Exercise brief:
Copy out the blog post below on how runners breathe, word for word and in full.

Text excerpt:
Josh about to pass his grandpa

Josh about to pass his grandpa
Here, at age three, Josh regularly runs a mile or two with me--and I have to work hard to keep up!

Sunday, January 1, 2012

How Do Runners Breathe? "Born to Run" Got it Backward. Why Won't the Author Own Up?

       Chris McDougall, author of Born to Run, is wrong again.  And this time, it doesn't seem to be either his relative lack of experience as a runner or his carelessness in checking the facts about what he writes.  This time, it looks like outright denial that he made a serious mistake--a mistake that could cause a lot of discomfort to other people.
       I don't like bringing this up, because I think McDougall did something quite admirable in writing a book that has evidently inspired many thousands of people to take up running.  As I said in a previous post, his tale about the barefoot-running Tarahumara Indians is quite entertaining.  However, I also pointed out that he was quite mistaken about a few things--such as his suggestion that Nike running shoes were the cause of innumerable running injuries, and that the University of Utah researcher Dennis Bramble had said that we human runners have an advantage over other (quadruped) animals because humans can take more than one breath per stride--as if that were somehow an advantage.
       In my earlier post, I noted that when I read that purported quote, I knew something had to be wrong.  As an experienced long-distance runner, I knew perfectly well that it has to be the other way around--humans normally take two or more strides per breath.  Anyone who tries running the way McDougall implied, in his quoting of Bramble, would quickly hyperventilate.  I e-mailed Bramble to ask if he'd been misquoted, and he confirmed that he had.

The data:
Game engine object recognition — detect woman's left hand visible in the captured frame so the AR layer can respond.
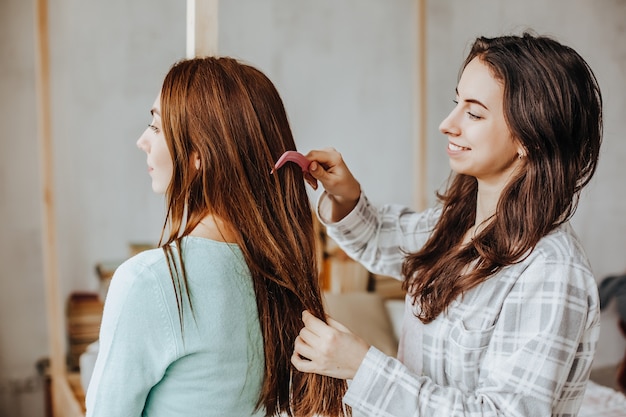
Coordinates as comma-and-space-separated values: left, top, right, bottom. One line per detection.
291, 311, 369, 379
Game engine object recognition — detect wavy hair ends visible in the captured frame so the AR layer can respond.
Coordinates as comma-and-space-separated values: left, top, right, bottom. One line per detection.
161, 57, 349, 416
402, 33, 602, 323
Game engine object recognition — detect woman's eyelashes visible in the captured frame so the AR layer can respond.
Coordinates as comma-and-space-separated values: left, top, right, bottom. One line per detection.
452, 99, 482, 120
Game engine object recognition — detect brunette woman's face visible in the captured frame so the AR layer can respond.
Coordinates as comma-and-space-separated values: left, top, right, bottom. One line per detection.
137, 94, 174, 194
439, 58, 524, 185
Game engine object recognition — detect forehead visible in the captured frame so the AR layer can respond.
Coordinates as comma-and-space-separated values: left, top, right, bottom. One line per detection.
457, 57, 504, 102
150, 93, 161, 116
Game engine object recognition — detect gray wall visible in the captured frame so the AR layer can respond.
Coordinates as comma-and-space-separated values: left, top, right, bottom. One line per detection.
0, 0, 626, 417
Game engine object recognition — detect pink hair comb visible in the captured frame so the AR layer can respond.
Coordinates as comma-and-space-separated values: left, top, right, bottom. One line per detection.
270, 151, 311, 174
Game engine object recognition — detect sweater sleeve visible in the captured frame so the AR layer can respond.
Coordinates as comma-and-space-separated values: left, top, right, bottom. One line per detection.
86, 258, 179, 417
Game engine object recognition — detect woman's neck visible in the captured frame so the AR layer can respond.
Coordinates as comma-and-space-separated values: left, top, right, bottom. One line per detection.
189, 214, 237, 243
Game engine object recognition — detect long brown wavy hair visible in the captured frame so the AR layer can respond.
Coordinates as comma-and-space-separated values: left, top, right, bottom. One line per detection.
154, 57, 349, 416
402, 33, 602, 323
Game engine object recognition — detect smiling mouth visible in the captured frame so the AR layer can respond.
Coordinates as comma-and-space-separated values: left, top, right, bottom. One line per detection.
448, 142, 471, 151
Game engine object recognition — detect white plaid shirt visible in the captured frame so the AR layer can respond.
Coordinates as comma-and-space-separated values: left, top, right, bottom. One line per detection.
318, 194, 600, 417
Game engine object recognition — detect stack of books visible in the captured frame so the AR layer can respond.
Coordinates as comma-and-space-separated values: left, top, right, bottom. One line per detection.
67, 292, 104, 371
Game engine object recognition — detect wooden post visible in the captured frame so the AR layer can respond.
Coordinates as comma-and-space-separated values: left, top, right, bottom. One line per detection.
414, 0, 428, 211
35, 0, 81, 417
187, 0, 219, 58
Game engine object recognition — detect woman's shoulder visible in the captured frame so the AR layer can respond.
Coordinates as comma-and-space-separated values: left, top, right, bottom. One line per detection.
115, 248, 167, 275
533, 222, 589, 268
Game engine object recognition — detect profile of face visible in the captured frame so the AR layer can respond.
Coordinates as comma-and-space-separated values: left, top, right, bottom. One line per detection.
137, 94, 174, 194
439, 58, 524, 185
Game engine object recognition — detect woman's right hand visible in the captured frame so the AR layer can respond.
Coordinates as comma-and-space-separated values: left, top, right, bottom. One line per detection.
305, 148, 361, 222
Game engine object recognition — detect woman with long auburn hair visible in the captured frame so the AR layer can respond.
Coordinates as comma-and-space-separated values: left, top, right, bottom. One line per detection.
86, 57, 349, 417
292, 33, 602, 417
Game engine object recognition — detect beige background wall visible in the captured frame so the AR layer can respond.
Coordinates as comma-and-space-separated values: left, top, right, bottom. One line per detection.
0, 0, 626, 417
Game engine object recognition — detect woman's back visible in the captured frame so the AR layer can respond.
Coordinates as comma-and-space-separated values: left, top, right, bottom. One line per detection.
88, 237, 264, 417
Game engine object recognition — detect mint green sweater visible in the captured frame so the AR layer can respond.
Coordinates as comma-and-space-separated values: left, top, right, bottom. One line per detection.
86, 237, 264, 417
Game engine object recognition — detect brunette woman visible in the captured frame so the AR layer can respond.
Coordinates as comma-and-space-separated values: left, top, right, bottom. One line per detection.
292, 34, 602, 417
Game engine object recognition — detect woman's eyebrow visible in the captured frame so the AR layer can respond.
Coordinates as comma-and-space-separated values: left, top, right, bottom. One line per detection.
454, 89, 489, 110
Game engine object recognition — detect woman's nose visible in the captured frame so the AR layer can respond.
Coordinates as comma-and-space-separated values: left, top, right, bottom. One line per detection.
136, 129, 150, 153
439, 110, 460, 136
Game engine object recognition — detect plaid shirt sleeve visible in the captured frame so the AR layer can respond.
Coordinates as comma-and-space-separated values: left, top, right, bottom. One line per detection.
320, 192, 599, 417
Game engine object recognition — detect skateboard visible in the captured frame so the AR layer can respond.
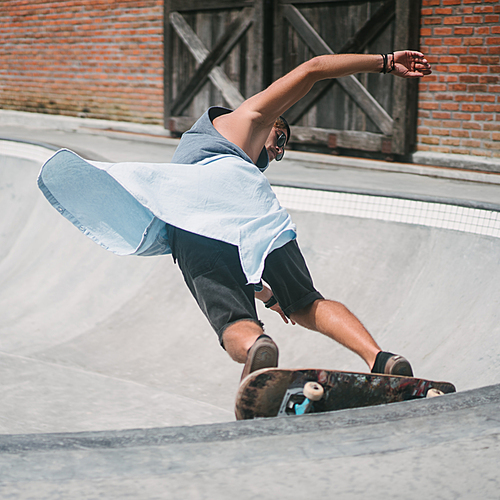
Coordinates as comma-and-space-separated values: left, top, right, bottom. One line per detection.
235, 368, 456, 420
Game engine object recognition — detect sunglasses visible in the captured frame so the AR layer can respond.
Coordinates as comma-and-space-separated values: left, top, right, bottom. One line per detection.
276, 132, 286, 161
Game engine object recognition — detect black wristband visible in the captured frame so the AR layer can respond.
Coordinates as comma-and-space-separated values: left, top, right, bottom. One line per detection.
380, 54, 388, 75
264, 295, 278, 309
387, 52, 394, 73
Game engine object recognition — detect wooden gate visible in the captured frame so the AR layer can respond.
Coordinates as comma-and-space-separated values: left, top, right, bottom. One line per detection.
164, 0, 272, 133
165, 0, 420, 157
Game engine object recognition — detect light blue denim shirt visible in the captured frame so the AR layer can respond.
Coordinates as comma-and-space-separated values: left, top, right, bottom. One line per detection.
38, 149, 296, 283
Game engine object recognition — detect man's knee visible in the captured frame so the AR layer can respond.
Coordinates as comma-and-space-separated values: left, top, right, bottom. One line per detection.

Exercise answer:
Josh about to pass his grandpa

Josh about to pass his grandpa
Here, at age three, Josh regularly runs a mile or two with me--and I have to work hard to keep up!

Sunday, January 1, 2012

How Do Runners Breathe? "Born to Run" Got it Backward. Why Won't the Author Own Up?

       Chris McDougall, author of Born to Run, is wrong again.  And this time, it doesn't seem to be either his relative lack of experience as a runner or his carelessness in checking the facts about what he writes.  This time, it looks like outright denial that he made a serious mistake--a mistake that could cause a lot of discomfort to other people.
       I don't like bringing this up, because I think McDougall did something quite admirable in writing a book that has evidently inspired many thousands of people to take up running.  As I said in a previous post, his tale about the barefoot-running Tarahumara Indians is quite entertaining.  However, I also pointed out that he was quite mistaken about a few things--such as his suggestion that Nike running shoes were the cause of innumerable running injuries, and that the University of Utah researcher Dennis Bramble had said that we human runners have an advantage over other (quadruped) animals because humans can take more than one breath per stride--as if that were somehow an advantage.
       In my earlier post, I noted that when I read that purported quote, I knew something had to be wrong.  As an experienced long-distance runner, I knew perfectly well that it has to be the other way around--humans normally take two or more strides per breath.  Anyone who tries running the way McDougall implied, in his quoting of Bramble, would quickly hyperventilate.  I e-mailed Bramble to ask if he'd been misquoted, and he confirmed that he had.